Extract start
Home - Self Publishing - Blogging - Blogging When It is Not Allowed

Blogging When It is Not Allowed

Posted on September 22, 2005 in Blogging Censorship Courage & Activism

square160I don’t normally tout books (and who reads this blog anyways?) but a recent release from Reporters without Borders caught my eye and it directly pertains to the topic of blogging. Why is this book important? Let’s just say that in more than a few places, you can be imprisoned or even killed for blogging.

The description of the pdf file (which is free) says, in part:

Blogs get people excited. Or else they disturb and worry them. Some people distrust them. Others see them as the vanguard of a new information revolution. Because they allow and encourage ordinary people to speak up, they’re tremendous tools of freedom of expression.
Bloggers are often the only real journalists in countries where the mainstream media is censored or under pressure. Only they provide independent news, at the risk of displeasing the government and sometimes courting arrest.
Reporters Without Borders has produced this handbook to help them, with handy tips and technical advice on how to to remain anonymous and to get round censorship, by choosing the most suitable method for each situation. It also explains how to set up and make the most of a blog, to publicise it (getting it picked up efficiently by search-engines) and to establish its credibility through observing basic ethical and journalistic principles.
Extract end
Dataset content start
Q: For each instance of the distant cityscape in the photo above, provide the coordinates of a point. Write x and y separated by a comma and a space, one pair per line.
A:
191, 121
Dataset content end
** What to produce **
Translate this sentence from the post on blogging under censorship into Spanish: "Bloggers are often the only real journalists in countries where the mainstream media is censored or under pressure."

** The response **
Los blogueros son a menudo los únicos periodistas de verdad en los países donde los medios de comunicación tradicionales están censurados o bajo presión.